* Your goal *
Using the interview, decide whether each statement agrees with it: (a) the interviewee first wanted to be a designer; (b) the interviewee closely follows trends; (c) Rohit Bal is named as a favorite Indian designer. Answer yes or no for each and quote the deciding words.

How do I deal with such challenges? Well it depends on the person I’m trying to explain it to, sometimes I just try explain it in the easiest form ever that is that I work for a fashion magazine.
GS-How did you get into the process of being a blogger/ fashion journalist? Was it something that you always wanted to be?
RB-As ironic as it sounds I wanted to be a designer. I always wanted o be in the fashion industry, I never dreamt of anything else – I wanted to be Ritu Beri! But over the years I realised designing wasn’t my calling, but I loved the ideology, the history, the science behind it all, and decided to learn it nonetheless. I got lucky that Pearl had a tailor made bachelors degree which gave me the freedom to learn about the other sub fields and choose what I wanted to do.
GS-How would you describe your personal sense of style?
RB– It’s very individualistic. I’m not a big trend followers. Normcore but not athletic. It’s all about comfort and what I like. I sometimes get a little too experimental as well!
GS–Do you follow trends?
RB-No not really, I’m a very basic jeans and shirt kinda girl.
GS-Which are your current favourite International designers?
RB-I love love Josep Font at Delpozo, Victoria Beckham and Proenza Schouler – but then Marc Jacobs, Tom Ford and John Galliano are my eternal loves!
GS-Favourite Indian designers?
RB-Rohit Bal! I think he’s absolutely timeless! I also like a lot of the younger designers specially Miu Niku, Dhruv Kapoor, 431-88 by Shweta Kapur, Kanika Goyal, Verandah, Shantanu Nikhil, Lovebirds, Amit Aggarwal, Lola by Suman B and Anavila! I also love the accessory space – I’m obsessed with Misho – Outhouse and Malvika Vaswani!
GS-How would you describe the current scenario in the Fashion Industry in three words?

Named-object pointing lines:

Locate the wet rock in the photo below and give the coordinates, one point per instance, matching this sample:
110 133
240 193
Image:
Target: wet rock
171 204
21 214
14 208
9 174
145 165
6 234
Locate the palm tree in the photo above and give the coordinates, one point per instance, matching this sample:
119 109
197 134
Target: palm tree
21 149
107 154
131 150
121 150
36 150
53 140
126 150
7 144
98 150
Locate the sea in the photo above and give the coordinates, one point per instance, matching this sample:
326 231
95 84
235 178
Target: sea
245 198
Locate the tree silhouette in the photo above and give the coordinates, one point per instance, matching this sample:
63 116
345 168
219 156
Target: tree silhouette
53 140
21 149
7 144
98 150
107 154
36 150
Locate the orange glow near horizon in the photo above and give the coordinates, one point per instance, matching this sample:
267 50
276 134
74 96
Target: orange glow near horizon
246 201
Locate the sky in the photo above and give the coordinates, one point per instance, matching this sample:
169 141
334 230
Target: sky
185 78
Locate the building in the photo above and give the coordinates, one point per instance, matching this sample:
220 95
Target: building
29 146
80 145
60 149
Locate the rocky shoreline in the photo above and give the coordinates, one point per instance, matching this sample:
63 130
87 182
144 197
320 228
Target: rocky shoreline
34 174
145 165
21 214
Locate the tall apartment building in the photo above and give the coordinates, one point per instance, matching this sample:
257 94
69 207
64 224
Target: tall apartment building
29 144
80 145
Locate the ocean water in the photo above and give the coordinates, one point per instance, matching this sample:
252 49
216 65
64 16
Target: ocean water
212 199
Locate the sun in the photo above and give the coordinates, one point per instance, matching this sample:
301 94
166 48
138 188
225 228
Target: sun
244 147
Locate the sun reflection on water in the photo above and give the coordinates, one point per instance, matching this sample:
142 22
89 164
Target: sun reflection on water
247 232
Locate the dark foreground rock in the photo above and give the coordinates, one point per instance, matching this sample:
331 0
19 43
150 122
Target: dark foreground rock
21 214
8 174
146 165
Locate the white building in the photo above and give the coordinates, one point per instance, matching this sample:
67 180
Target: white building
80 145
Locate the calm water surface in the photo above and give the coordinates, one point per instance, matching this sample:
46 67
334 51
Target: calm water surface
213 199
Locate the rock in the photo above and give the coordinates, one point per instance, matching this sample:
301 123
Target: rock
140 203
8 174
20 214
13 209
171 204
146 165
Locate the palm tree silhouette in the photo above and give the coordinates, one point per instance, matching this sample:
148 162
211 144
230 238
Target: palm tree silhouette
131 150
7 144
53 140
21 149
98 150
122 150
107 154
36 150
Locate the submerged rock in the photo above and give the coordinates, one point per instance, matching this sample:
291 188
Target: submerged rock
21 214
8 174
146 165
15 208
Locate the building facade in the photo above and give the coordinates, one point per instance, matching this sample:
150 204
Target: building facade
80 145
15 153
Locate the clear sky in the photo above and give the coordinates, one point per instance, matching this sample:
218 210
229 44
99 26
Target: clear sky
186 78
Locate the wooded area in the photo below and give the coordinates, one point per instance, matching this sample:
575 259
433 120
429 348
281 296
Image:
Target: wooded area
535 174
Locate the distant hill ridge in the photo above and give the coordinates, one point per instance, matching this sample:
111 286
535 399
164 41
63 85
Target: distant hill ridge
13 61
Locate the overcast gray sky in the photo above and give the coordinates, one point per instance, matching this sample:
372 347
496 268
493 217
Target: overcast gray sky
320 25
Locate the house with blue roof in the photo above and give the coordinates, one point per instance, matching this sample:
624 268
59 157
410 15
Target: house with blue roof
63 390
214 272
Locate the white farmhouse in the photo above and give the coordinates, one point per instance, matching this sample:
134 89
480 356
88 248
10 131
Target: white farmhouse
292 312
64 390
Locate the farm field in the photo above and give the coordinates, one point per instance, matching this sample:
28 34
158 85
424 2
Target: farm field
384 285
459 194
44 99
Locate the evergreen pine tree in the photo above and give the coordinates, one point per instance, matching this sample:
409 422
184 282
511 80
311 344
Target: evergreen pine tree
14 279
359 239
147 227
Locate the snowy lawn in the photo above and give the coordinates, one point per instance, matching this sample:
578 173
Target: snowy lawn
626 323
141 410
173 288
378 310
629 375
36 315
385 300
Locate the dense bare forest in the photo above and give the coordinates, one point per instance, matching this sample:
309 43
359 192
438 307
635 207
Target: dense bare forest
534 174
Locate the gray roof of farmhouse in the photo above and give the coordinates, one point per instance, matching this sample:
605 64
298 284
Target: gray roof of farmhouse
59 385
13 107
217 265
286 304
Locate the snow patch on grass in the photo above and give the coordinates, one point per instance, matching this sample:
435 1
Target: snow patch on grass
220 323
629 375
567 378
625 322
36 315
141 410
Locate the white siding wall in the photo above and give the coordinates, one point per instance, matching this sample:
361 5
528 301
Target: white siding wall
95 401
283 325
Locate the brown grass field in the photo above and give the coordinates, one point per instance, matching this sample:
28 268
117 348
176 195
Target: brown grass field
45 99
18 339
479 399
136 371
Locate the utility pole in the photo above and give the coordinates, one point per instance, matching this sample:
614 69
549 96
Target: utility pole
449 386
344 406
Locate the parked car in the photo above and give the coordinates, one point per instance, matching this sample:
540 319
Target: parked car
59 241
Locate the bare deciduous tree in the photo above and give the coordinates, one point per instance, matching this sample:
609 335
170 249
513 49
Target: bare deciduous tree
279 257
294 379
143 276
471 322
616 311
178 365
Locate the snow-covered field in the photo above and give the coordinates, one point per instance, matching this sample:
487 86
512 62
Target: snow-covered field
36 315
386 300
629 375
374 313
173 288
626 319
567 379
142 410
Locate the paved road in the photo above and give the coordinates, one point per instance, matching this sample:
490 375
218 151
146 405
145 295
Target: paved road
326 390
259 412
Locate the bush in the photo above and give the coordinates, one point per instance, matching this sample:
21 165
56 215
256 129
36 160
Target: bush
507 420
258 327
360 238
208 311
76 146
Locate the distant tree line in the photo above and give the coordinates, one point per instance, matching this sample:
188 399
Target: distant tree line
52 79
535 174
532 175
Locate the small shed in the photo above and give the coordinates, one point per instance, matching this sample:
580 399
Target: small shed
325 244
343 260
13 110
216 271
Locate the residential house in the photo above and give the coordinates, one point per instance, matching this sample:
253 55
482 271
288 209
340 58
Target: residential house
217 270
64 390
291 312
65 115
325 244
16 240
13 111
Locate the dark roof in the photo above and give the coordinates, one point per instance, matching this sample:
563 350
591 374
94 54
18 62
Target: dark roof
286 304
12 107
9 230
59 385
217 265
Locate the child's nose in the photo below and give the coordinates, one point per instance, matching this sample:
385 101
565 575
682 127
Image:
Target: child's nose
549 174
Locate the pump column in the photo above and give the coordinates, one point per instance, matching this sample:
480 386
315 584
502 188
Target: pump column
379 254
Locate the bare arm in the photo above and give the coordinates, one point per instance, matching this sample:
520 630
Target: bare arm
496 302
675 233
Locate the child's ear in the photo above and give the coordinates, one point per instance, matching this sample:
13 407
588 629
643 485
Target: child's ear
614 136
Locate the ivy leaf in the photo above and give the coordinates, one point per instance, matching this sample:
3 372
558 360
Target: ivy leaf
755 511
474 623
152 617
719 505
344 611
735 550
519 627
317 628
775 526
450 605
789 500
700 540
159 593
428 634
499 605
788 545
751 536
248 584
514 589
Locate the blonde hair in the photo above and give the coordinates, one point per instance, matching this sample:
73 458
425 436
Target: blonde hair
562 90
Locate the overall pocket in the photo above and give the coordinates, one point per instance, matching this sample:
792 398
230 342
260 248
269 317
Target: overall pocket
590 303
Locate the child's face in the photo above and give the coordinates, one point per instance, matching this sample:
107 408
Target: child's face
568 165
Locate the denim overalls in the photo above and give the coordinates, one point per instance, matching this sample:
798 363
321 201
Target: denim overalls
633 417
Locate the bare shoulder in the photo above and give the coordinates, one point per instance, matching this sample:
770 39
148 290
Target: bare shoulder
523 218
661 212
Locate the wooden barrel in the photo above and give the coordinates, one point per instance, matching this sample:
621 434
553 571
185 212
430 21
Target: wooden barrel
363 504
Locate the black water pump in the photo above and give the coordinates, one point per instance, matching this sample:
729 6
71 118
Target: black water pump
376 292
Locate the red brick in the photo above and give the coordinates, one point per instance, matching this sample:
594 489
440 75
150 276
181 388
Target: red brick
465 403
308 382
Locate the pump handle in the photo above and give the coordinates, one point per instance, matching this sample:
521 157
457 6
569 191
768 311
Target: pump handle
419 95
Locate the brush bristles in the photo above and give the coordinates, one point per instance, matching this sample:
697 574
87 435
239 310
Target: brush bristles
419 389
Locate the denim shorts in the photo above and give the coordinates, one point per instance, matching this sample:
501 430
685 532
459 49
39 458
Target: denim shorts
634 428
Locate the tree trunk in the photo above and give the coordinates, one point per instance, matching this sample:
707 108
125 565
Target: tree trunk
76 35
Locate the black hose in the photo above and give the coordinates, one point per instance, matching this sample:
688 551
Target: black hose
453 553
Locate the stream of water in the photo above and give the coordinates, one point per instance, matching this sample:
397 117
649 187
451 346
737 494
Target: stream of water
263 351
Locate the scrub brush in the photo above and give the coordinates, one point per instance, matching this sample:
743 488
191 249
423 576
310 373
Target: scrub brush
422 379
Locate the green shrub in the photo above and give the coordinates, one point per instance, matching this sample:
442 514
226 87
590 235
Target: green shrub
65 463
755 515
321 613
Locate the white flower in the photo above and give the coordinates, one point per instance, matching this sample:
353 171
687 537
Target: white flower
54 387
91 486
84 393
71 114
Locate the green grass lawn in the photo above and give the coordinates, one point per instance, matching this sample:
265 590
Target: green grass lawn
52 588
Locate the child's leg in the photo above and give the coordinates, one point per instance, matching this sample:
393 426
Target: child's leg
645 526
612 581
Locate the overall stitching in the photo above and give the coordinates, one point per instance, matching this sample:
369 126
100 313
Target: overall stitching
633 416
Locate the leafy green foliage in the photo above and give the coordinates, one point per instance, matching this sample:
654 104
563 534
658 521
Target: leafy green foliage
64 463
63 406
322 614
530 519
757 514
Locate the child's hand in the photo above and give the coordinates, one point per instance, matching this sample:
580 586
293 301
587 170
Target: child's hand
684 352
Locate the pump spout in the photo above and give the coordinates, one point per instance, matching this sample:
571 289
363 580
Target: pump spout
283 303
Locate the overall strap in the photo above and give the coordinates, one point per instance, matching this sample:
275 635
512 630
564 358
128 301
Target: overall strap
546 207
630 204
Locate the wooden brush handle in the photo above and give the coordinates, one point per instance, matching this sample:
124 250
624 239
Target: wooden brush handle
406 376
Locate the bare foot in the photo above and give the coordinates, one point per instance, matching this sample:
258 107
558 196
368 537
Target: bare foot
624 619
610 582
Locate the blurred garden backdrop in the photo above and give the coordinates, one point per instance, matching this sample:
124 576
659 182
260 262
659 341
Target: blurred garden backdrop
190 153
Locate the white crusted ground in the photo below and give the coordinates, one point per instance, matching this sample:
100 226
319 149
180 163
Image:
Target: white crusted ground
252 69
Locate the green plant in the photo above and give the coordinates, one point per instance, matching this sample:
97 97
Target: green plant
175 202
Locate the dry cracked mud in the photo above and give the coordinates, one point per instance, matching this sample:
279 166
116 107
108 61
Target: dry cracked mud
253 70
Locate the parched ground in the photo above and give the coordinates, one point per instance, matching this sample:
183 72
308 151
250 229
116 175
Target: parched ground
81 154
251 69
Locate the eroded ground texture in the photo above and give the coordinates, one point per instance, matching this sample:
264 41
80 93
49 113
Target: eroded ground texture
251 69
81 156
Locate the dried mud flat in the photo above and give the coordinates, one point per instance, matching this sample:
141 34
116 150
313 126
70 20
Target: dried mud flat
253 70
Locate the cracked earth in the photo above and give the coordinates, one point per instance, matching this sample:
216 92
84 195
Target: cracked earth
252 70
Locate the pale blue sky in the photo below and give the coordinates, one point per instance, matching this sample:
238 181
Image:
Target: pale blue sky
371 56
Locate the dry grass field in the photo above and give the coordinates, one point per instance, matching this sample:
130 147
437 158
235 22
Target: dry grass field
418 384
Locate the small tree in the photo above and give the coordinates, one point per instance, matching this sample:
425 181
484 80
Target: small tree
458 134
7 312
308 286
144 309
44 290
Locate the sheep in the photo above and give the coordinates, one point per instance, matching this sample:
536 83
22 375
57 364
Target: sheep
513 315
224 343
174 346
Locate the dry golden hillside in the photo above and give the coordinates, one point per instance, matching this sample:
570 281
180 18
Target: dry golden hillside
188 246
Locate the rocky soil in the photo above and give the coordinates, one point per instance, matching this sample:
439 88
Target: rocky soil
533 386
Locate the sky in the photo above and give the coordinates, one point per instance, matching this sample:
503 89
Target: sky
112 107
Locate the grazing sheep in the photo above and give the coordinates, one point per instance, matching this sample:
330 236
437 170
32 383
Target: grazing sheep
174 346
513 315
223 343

* Response *
(a) Yes: "As ironic as it sounds I wanted to be a designer."
(b) No: "No not really, I’m a very basic jeans and shirt kinda girl."
(c) Yes: "Rohit Bal! I think he’s absolutely timeless!"